# Stated exercise
Swap "point" for "dot" in the entries below and write every line out again, changing nothing else.

# Records shown

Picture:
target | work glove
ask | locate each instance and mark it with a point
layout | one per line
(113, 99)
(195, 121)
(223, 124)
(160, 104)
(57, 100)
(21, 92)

# Written answer
Picture:
target | work glove
ask | locate each instance and mark it with a dot
layout | one per line
(113, 99)
(195, 121)
(223, 124)
(160, 104)
(57, 100)
(21, 92)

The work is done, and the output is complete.